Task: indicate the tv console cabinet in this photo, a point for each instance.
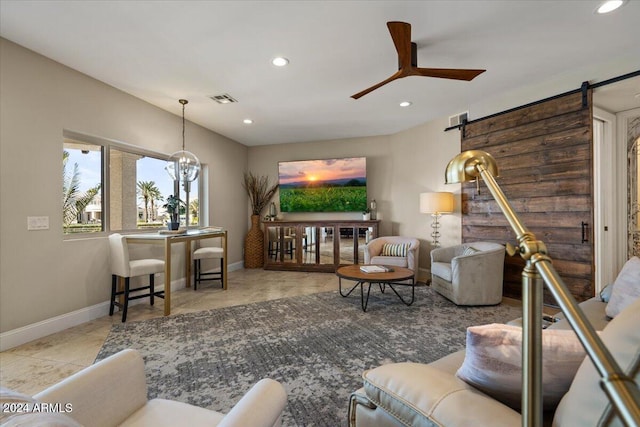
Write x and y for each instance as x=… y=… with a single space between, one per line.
x=316 y=245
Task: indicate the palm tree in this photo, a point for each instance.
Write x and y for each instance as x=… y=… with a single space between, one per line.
x=148 y=192
x=73 y=201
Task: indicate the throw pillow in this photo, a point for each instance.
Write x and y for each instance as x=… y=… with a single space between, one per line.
x=395 y=249
x=493 y=363
x=469 y=250
x=626 y=288
x=605 y=293
x=586 y=403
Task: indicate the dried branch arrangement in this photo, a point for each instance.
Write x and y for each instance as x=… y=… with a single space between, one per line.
x=260 y=191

● ● ●

[WORK TO DO]
Write the lines out verbatim, from the one with "Task: indicate the palm" through the last line of the entries, and stop there.

[OUTPUT]
Task: indicate the palm tree in this photo, a point for each instance.
Write x and y for each instance as x=… y=… with a single space between, one per line.
x=148 y=192
x=73 y=201
Task: indicate the throw pillow in this photo, a point for each instance.
Write x and y for each instance as x=… y=… with a single space between, one per line.
x=395 y=249
x=493 y=363
x=469 y=250
x=626 y=288
x=605 y=293
x=586 y=403
Task: indicate the dried branch arrangement in this photo, a point for each instance.
Write x and y for each instance as x=… y=… with a single space between, one per line.
x=260 y=191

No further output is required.